-- Start of Entries supplied --
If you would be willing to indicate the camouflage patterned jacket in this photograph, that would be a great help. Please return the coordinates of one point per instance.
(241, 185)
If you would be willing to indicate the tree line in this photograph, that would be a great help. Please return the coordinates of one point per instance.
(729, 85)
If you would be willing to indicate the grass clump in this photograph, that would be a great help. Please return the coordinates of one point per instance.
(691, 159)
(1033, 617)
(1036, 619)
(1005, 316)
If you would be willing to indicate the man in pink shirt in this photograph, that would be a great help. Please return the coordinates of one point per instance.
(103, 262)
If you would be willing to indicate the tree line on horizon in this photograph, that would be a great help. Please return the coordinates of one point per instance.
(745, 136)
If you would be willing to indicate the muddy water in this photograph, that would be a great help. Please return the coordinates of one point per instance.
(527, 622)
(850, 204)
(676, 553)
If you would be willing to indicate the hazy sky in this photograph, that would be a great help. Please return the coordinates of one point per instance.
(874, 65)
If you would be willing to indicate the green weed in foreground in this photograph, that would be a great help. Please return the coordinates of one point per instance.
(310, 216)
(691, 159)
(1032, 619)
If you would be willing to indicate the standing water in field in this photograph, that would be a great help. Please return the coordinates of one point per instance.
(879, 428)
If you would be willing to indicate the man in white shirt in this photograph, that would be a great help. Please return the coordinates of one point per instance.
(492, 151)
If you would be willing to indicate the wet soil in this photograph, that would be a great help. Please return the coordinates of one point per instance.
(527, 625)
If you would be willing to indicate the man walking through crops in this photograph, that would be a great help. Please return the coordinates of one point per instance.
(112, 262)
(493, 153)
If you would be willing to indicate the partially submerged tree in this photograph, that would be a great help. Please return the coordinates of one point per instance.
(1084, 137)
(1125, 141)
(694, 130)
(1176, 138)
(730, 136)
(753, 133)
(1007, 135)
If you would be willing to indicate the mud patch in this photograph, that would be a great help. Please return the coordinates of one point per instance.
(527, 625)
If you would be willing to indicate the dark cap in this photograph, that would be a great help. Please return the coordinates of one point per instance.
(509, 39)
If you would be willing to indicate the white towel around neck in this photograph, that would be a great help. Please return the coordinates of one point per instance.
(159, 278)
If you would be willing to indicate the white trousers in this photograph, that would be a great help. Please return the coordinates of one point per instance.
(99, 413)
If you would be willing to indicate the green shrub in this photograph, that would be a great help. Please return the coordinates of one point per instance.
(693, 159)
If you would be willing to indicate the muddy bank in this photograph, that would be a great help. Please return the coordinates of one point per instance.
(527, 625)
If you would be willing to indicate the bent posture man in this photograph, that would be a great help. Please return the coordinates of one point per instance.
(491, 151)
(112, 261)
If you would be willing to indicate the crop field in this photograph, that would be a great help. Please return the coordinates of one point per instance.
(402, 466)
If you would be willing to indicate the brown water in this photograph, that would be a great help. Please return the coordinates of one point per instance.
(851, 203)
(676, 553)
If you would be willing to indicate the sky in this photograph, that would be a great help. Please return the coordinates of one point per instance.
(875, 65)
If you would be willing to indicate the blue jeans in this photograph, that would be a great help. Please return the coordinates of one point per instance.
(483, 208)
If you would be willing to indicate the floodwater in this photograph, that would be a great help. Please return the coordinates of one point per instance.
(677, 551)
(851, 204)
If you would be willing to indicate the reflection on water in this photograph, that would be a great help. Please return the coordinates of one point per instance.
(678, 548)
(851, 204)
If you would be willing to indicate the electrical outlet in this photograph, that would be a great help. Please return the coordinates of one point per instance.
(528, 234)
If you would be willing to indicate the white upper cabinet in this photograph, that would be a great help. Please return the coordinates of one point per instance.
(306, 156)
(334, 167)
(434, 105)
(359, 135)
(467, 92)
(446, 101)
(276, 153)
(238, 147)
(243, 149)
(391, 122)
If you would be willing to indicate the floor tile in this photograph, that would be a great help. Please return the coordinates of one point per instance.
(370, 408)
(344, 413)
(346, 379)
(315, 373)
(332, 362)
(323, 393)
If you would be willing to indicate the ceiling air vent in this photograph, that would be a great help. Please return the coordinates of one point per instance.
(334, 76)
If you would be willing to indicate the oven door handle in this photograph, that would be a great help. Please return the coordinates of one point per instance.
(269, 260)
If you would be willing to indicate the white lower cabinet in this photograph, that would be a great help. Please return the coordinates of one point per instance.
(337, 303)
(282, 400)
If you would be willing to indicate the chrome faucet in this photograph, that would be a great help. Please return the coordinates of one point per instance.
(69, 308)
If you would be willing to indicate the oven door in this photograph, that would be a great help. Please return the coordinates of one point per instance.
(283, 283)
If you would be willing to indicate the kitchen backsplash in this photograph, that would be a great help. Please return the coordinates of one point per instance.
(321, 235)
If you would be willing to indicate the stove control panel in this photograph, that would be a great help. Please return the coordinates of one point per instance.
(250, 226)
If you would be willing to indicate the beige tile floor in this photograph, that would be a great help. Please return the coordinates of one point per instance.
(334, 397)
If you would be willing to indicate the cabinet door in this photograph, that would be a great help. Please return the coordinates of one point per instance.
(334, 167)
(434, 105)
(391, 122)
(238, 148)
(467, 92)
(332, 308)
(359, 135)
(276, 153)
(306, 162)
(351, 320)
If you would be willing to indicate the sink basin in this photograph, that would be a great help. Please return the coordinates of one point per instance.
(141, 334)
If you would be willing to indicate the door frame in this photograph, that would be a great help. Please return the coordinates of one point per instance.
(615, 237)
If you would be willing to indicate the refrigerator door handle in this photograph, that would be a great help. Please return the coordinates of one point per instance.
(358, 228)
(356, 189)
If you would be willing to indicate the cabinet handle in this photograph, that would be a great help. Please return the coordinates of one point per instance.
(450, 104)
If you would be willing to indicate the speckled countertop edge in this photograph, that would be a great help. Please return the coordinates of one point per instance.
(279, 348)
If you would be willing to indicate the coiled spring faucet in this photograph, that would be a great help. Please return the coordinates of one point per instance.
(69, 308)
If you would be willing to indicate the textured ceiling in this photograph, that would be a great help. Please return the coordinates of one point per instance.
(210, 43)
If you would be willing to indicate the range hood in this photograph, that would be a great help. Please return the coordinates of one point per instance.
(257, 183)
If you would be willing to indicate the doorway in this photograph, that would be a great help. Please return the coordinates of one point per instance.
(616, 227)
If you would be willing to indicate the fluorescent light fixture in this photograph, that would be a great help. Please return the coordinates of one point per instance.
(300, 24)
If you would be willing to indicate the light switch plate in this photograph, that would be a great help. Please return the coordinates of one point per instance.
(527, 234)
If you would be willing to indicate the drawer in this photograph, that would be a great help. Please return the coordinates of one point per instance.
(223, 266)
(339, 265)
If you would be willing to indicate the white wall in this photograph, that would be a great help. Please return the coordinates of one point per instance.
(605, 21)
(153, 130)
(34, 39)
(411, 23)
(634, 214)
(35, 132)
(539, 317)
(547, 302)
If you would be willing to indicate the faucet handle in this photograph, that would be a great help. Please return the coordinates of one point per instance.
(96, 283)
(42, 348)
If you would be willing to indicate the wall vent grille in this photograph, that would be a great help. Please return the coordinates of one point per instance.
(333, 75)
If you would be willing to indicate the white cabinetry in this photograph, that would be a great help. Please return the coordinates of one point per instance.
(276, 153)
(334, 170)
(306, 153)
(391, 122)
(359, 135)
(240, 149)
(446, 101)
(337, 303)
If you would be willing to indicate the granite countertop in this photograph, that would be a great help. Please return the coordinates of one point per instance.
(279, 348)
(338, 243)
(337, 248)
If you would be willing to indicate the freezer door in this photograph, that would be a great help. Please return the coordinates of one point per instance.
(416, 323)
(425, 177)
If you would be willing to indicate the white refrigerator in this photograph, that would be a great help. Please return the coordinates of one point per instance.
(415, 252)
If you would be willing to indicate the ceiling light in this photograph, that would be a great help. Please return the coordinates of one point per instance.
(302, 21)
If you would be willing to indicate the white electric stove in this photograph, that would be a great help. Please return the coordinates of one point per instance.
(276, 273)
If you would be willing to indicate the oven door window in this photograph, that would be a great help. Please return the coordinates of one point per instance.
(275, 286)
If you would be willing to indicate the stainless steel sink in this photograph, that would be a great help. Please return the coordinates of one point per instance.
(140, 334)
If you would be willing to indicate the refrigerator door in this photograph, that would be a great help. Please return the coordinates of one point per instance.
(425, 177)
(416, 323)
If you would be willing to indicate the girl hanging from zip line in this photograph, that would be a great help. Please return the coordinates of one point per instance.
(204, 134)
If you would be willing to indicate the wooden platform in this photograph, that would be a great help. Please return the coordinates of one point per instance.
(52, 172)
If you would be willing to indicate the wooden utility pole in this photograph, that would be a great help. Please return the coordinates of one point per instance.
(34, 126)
-- End of Entries supplied --
- **Stated exercise**: Starting at the line that contains "If you would be willing to indicate the stainless", quote each remaining line of the entries above, unchanged.

- **Expected answer**:
If you would be willing to indicate the stainless steel sink in this photograph, that would be a great help. Please return the coordinates of one point per instance.
(140, 334)
If you would be willing to indicate the refrigerator door in this photograph, that would be a great help. Please return the coordinates of one point per instance.
(425, 177)
(416, 323)
If you would be willing to indicate the girl hanging from zip line in this photograph, that would be a great help. Please return the coordinates of one point per instance.
(204, 134)
If you would be willing to indicate the wooden platform in this photograph, that would be a great help. Please return the coordinates of one point per instance.
(52, 172)
If you would be willing to indicate the wooden utility pole in this photograph, that would be a great help. Please return the coordinates of one point per instance.
(34, 126)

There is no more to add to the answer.